What you will do: Render every line of the items below as a JSON list of strings, one string per line, omitting blank lines and leaving out the pictures.

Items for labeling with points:
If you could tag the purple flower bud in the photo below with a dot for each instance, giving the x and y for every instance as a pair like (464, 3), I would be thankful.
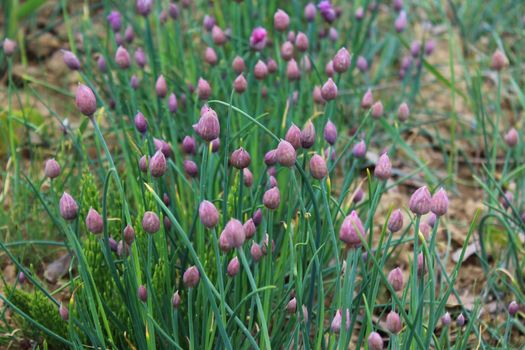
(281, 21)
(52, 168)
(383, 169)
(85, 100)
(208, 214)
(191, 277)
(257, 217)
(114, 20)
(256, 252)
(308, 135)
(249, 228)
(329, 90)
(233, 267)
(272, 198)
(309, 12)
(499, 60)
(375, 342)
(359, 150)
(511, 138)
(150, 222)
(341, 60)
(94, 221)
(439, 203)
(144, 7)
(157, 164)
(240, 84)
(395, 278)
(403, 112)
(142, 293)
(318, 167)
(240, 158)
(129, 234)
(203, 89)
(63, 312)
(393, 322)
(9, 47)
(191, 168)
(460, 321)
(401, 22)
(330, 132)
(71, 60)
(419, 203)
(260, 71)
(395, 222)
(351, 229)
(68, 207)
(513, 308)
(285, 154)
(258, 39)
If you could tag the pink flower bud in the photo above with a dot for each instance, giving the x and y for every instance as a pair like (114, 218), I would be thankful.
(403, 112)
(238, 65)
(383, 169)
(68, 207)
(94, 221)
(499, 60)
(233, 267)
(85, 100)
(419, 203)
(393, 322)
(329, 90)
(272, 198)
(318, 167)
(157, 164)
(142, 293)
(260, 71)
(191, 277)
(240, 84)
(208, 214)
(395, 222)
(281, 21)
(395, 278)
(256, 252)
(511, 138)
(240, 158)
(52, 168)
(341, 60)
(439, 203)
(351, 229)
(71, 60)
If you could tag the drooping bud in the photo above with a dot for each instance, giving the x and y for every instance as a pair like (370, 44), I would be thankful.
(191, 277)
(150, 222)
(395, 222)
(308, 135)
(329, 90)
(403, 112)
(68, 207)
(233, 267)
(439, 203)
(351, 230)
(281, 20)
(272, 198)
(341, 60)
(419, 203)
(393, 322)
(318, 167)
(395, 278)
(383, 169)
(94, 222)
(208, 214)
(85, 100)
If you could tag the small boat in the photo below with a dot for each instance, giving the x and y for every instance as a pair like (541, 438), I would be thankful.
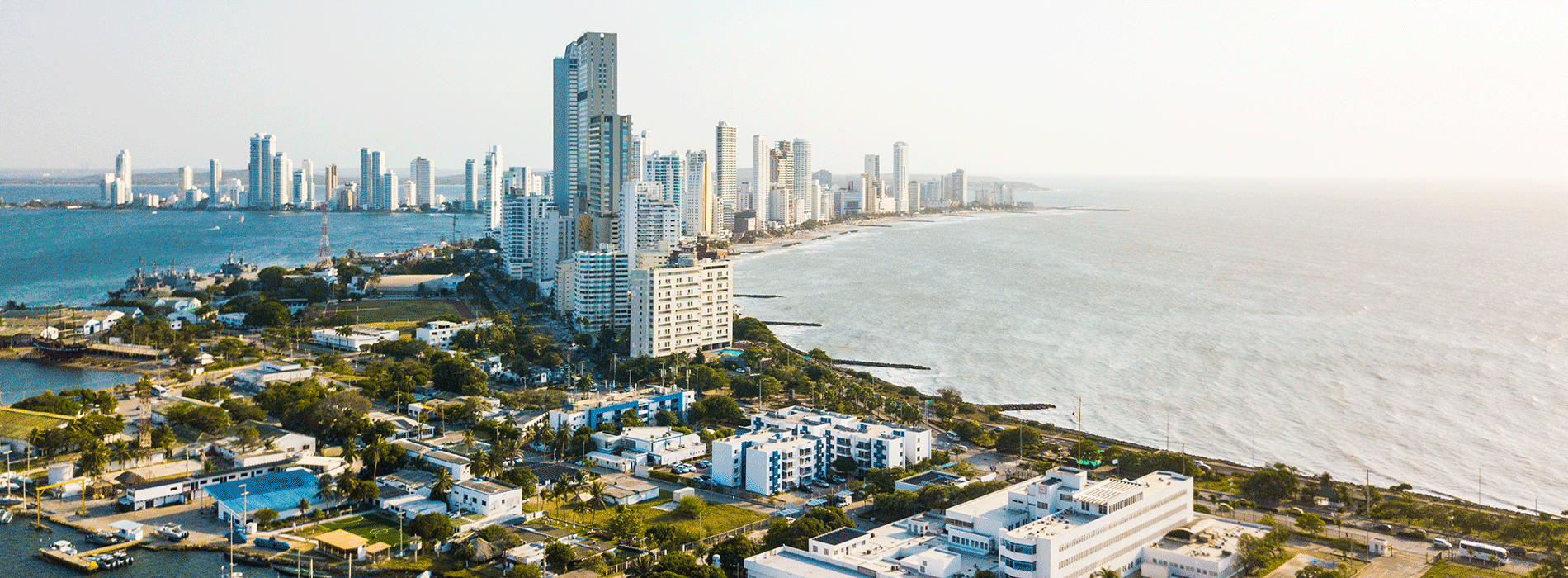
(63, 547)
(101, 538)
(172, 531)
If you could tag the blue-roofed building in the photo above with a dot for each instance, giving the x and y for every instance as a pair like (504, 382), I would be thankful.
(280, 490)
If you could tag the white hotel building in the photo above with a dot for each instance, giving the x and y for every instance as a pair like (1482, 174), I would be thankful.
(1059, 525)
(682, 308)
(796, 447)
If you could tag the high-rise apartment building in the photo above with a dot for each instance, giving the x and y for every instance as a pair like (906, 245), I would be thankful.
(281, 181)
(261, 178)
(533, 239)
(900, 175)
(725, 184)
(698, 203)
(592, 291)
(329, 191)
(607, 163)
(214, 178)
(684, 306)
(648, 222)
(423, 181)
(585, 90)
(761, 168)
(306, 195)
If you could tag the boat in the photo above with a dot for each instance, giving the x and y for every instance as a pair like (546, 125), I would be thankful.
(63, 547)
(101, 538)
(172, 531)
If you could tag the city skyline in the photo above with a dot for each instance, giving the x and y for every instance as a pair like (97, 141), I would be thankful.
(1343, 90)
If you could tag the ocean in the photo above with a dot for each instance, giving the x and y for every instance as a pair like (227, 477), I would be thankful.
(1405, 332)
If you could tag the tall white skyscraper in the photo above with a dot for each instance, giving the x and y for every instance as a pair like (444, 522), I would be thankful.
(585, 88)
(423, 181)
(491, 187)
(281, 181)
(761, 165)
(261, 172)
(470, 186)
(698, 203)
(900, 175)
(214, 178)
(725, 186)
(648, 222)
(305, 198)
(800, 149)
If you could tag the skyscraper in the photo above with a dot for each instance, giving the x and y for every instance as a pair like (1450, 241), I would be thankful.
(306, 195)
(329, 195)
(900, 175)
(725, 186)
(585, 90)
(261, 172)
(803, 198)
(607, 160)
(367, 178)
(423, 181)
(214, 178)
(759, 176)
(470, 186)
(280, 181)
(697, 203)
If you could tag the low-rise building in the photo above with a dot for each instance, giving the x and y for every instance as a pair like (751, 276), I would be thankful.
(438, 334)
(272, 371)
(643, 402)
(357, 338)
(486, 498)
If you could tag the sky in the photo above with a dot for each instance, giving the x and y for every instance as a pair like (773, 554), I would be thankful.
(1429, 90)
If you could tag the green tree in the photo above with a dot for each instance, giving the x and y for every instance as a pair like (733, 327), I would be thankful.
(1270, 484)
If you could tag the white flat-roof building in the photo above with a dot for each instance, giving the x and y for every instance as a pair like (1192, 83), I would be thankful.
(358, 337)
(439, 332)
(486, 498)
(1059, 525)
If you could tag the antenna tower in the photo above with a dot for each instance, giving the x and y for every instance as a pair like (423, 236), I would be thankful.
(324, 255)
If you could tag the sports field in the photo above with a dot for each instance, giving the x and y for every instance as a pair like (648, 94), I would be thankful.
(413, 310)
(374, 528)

Response for this exercise:
[
  "If you could tag the purple flower bud in the photo below with a dot for each instance, giving the x and y for every instance as a pair like (464, 3), I would be thankful.",
  "(281, 21)",
  "(52, 168)",
  "(383, 169)",
  "(85, 100)",
  "(208, 214)",
  "(191, 277)",
  "(257, 217)",
  "(114, 20)",
  "(256, 252)",
  "(308, 135)",
  "(249, 228)",
  "(329, 90)",
  "(233, 267)",
  "(272, 198)",
  "(309, 12)",
  "(499, 60)",
  "(375, 342)",
  "(359, 150)",
  "(511, 138)",
  "(150, 222)",
  "(341, 60)",
  "(94, 221)",
  "(439, 203)",
  "(144, 7)",
  "(157, 164)",
  "(240, 84)",
  "(395, 278)",
  "(403, 112)",
  "(142, 293)",
  "(318, 167)",
  "(240, 158)",
  "(129, 234)",
  "(203, 89)",
  "(63, 312)",
  "(393, 322)",
  "(9, 47)",
  "(191, 168)",
  "(460, 321)",
  "(401, 22)",
  "(330, 132)",
  "(71, 60)",
  "(419, 203)",
  "(260, 71)",
  "(395, 222)",
  "(351, 229)",
  "(68, 207)",
  "(513, 308)",
  "(285, 154)",
  "(258, 39)",
  "If you could tag the pink flower bud in the photo above with a dot for each instance, giving the x and y for every instance as a pair like (114, 218), I would be thankful.",
  "(403, 112)",
  "(238, 65)",
  "(383, 169)",
  "(68, 207)",
  "(94, 221)",
  "(499, 60)",
  "(233, 267)",
  "(85, 100)",
  "(419, 203)",
  "(393, 322)",
  "(329, 90)",
  "(272, 198)",
  "(318, 167)",
  "(157, 164)",
  "(142, 293)",
  "(260, 71)",
  "(191, 277)",
  "(240, 84)",
  "(208, 214)",
  "(395, 222)",
  "(281, 21)",
  "(395, 278)",
  "(256, 252)",
  "(511, 138)",
  "(240, 158)",
  "(52, 168)",
  "(341, 60)",
  "(439, 203)",
  "(351, 229)",
  "(71, 60)",
  "If you could tag the drooping bud in the photo above with a dot for each instance, giving the x and y for every instance as a pair like (370, 44), I would be thankful.",
  "(191, 277)",
  "(150, 222)",
  "(395, 222)",
  "(308, 135)",
  "(329, 90)",
  "(403, 112)",
  "(68, 207)",
  "(233, 267)",
  "(439, 203)",
  "(351, 230)",
  "(281, 20)",
  "(272, 198)",
  "(341, 60)",
  "(419, 203)",
  "(393, 322)",
  "(318, 167)",
  "(395, 278)",
  "(383, 169)",
  "(94, 222)",
  "(208, 214)",
  "(85, 100)",
  "If you could tag the small boat in the photo below with a dot for each instance, giving the x and y for every instance as a pair like (541, 438), I would be thankful.",
  "(63, 547)",
  "(101, 538)",
  "(172, 531)",
  "If you could tag the blue-roofed building in the photo above with a dot for each instance, giving the x and y for every instance as a pair like (504, 382), I would be thankful.",
  "(280, 490)",
  "If you could tag the white hotel building in the photo above with a dot for each instance, giving the x and y for every instance as a pair like (1482, 174), I would be thankful.",
  "(1059, 525)",
  "(682, 308)",
  "(796, 447)",
  "If you could tag the high-rise apartment building in the photo above with a dot for each instance, giving the x and y for every instance as a pair like (906, 245), I would be thankful.",
  "(281, 181)",
  "(261, 178)",
  "(533, 239)",
  "(900, 175)",
  "(725, 184)",
  "(698, 203)",
  "(592, 291)",
  "(329, 191)",
  "(607, 163)",
  "(214, 178)",
  "(684, 306)",
  "(648, 222)",
  "(423, 181)",
  "(585, 90)",
  "(761, 168)",
  "(306, 195)",
  "If you could tag the boat in the photo above with a dot for each instance, giving the x and y for every instance as a pair like (546, 125), I would be thankful.",
  "(63, 547)",
  "(101, 538)",
  "(172, 531)",
  "If you could tag the city skyline in the photo above with a dot for each instance, giving the x and y for every instance as a pair like (97, 141), I would be thankful.",
  "(1343, 90)",
  "If you could tag the ocean in the photo above with a dot for each instance, giving the x and y for every instance as a pair like (227, 477), I would be thankful.",
  "(1405, 332)",
  "If you could tag the tall white skyscraper in the photo above with a dot for each instance, giving the x and y for every instance as a pair like (444, 522), I would be thankful.",
  "(585, 88)",
  "(423, 181)",
  "(491, 187)",
  "(281, 181)",
  "(761, 165)",
  "(261, 172)",
  "(470, 186)",
  "(698, 203)",
  "(900, 175)",
  "(214, 178)",
  "(725, 186)",
  "(648, 222)",
  "(305, 198)",
  "(800, 149)",
  "If you could tag the skyscraper in the photo above with a dot for each instance, giving the x and y for every instance as a pair like (1450, 241), I would be thankful.",
  "(306, 195)",
  "(329, 195)",
  "(900, 175)",
  "(725, 186)",
  "(585, 90)",
  "(261, 172)",
  "(803, 198)",
  "(607, 160)",
  "(367, 178)",
  "(423, 181)",
  "(214, 178)",
  "(759, 176)",
  "(470, 186)",
  "(280, 181)",
  "(697, 203)",
  "If you could tag the low-rise building in the photo above with a dot for each instance, giving the x and y for every instance as a pair like (751, 276), I would be thankful.",
  "(438, 334)",
  "(272, 371)",
  "(643, 402)",
  "(357, 338)",
  "(486, 498)",
  "If you could tag the sky in the photo above with a dot for each instance, giving the x and y for every instance as a pair like (773, 554), I would be thankful.",
  "(1429, 90)",
  "If you could tag the green tree in the photo above with a dot for each instance, giving the x and y for every instance as a pair like (733, 327), I would be thankful.",
  "(1270, 484)",
  "If you could tag the white flat-roof building in the photo above with a dot for each instance, giving the x and y for every instance as a pair like (1192, 83), I would be thankful.",
  "(358, 337)",
  "(439, 332)",
  "(486, 498)",
  "(1059, 525)",
  "If you could tag the antenna tower in the photo above with a dot for each instance, giving the x and y for every instance as a pair like (423, 236), I would be thankful.",
  "(324, 255)",
  "If you could tag the sports field in the photo above with a dot for each instance, giving the x and y for every instance as a pair like (648, 94), I would be thankful.",
  "(413, 310)",
  "(374, 528)"
]